WHAT THE TASK ASKS: All lines in the material with the string "chick" should be listed.

§

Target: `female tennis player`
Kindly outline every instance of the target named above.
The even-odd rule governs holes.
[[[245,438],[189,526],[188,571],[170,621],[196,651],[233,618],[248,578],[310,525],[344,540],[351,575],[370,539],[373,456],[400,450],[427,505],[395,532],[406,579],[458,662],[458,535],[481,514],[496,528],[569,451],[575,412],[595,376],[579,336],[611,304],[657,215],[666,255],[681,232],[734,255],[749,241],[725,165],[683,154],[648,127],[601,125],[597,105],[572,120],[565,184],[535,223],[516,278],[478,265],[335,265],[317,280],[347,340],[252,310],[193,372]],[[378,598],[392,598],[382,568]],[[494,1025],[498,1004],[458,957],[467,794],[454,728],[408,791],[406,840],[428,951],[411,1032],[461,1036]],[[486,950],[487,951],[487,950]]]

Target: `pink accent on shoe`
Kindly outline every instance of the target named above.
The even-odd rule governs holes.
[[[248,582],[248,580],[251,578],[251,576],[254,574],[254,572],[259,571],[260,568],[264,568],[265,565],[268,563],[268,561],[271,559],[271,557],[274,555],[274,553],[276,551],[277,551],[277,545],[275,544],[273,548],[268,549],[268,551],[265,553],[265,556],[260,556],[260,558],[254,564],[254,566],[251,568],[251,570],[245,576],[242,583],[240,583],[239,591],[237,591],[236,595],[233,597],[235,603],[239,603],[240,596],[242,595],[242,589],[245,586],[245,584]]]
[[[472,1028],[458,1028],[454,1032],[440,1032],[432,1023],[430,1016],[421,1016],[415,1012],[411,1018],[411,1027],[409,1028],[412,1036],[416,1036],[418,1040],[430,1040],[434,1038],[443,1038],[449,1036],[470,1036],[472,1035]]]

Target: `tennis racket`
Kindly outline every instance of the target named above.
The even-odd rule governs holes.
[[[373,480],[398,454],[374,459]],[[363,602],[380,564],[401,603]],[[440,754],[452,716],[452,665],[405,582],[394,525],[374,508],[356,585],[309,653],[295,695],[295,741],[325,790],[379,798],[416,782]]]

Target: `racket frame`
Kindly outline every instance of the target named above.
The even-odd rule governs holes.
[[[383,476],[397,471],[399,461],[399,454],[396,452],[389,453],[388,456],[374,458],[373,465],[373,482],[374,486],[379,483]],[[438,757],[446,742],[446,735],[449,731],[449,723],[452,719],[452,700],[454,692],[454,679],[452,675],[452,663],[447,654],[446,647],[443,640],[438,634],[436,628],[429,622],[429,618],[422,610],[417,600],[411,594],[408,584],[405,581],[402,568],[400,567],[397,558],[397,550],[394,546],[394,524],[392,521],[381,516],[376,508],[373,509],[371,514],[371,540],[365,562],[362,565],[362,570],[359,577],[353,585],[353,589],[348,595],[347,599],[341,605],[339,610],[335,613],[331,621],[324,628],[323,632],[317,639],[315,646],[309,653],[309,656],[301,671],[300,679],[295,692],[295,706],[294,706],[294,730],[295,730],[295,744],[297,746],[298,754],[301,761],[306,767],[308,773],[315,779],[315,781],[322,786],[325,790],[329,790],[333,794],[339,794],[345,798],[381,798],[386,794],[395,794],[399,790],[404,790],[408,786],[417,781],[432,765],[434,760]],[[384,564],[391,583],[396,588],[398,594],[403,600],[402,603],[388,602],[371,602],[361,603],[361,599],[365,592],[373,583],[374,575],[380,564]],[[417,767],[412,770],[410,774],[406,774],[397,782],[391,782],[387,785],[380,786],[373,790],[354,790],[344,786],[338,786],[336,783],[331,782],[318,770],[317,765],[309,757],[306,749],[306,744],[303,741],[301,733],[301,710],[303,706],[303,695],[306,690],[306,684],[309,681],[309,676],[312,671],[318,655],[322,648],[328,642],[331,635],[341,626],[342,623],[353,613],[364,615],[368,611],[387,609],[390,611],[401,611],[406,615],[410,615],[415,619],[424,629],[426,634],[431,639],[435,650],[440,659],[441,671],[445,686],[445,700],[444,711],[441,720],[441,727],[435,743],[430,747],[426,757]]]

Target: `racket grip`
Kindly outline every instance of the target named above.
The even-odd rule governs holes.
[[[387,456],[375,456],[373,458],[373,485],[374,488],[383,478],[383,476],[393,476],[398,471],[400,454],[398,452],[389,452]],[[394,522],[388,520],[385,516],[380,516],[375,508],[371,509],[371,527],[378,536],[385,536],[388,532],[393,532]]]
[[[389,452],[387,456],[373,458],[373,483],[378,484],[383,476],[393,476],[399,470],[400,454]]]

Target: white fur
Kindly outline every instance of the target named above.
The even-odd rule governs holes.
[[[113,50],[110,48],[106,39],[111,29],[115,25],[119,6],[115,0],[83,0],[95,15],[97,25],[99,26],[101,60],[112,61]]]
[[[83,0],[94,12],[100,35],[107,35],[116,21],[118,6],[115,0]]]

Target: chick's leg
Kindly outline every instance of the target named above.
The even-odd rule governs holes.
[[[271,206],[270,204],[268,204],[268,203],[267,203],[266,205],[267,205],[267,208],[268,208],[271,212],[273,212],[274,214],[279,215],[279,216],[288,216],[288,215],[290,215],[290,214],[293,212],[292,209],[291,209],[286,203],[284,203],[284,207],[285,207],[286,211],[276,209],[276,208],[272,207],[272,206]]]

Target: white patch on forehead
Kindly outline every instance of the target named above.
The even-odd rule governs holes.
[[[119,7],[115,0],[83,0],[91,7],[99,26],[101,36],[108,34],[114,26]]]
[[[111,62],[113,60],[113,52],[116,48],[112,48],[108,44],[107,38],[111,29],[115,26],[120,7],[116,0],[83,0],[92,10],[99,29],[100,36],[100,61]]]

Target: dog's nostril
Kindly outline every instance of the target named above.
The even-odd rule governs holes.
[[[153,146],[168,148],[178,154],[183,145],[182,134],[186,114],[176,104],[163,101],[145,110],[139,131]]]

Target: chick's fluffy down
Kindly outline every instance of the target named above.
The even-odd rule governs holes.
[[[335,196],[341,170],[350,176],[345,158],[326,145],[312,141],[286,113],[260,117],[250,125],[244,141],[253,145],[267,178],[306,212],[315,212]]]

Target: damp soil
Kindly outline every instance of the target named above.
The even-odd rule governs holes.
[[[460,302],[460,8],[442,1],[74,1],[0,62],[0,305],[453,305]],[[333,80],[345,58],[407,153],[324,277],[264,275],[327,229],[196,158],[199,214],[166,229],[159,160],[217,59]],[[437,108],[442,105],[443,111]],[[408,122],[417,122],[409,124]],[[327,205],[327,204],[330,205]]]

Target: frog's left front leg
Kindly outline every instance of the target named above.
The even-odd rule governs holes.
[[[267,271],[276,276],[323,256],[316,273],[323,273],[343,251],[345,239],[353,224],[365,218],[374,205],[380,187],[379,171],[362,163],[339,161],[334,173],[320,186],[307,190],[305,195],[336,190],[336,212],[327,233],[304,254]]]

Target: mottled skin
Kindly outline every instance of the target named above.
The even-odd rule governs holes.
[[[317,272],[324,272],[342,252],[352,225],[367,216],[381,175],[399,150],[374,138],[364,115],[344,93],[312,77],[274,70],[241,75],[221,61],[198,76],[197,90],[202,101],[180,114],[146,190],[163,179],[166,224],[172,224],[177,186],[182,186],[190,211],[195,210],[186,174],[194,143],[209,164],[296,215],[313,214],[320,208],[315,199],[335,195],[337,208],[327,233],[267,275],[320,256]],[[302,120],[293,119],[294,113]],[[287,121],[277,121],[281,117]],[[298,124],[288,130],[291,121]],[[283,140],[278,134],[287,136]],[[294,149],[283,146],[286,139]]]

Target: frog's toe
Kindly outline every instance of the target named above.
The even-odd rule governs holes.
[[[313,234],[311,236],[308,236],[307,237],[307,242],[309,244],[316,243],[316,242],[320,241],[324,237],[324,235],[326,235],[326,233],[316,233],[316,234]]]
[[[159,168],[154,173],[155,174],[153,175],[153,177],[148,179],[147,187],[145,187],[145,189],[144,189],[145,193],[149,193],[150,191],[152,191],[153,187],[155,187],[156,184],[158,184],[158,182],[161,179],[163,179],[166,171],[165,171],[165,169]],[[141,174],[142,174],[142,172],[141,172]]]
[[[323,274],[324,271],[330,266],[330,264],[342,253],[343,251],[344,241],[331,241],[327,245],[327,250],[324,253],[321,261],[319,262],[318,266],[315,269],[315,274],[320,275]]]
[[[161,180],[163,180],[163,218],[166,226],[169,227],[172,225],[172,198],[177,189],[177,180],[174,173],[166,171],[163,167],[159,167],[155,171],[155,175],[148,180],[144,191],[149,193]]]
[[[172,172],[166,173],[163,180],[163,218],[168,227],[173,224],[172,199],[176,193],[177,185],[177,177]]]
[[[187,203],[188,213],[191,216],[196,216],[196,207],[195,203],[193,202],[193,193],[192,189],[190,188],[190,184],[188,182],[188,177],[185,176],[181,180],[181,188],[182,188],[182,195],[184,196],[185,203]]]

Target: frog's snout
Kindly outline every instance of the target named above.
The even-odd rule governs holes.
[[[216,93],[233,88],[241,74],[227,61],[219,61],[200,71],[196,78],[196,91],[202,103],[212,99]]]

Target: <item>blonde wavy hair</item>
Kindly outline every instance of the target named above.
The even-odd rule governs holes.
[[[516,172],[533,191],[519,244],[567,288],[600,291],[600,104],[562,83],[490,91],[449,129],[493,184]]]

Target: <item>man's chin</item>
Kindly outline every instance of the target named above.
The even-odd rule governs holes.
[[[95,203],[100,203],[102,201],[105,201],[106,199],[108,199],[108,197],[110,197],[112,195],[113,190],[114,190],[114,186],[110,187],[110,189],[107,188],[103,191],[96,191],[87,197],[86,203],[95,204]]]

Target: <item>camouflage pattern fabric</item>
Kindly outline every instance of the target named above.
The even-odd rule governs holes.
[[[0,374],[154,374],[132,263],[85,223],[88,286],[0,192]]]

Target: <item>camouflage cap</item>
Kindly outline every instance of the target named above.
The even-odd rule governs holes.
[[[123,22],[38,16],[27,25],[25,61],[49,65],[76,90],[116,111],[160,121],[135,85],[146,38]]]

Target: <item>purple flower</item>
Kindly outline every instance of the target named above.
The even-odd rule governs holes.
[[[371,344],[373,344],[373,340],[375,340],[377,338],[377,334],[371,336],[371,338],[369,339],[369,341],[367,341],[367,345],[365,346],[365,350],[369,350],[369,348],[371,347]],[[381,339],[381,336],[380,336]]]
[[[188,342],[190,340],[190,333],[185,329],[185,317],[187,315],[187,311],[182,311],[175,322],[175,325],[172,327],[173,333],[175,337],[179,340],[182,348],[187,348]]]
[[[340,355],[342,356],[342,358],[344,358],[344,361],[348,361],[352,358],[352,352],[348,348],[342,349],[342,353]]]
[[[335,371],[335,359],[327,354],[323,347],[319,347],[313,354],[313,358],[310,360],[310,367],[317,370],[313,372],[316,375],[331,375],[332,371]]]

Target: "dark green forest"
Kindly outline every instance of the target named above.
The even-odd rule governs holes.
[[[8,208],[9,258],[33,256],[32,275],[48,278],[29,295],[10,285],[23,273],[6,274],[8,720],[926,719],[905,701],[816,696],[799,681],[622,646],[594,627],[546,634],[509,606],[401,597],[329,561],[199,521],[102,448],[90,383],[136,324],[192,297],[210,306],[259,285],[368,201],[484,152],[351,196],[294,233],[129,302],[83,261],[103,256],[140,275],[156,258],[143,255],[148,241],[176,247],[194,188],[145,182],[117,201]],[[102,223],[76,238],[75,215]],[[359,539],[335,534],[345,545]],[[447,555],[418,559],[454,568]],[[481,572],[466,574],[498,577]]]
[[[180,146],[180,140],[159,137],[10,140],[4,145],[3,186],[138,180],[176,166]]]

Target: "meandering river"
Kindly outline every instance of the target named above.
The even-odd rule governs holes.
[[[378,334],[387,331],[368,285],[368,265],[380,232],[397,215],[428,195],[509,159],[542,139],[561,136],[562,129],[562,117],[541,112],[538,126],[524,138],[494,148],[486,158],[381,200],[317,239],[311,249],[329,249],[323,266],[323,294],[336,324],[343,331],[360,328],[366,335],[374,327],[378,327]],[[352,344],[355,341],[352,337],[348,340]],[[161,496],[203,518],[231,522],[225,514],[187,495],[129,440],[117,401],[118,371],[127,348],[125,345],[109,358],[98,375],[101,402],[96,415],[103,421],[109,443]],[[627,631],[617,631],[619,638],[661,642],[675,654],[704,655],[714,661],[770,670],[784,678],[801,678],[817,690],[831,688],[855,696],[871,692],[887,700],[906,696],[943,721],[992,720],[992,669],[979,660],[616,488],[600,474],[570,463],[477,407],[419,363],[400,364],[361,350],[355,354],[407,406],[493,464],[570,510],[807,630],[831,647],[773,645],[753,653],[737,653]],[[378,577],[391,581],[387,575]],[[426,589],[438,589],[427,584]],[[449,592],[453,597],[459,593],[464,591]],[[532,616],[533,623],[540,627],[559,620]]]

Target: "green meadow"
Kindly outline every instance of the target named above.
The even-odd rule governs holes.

§

ANSWER TO THE PROBLEM:
Target: chick's leg
Target: chick's fluffy down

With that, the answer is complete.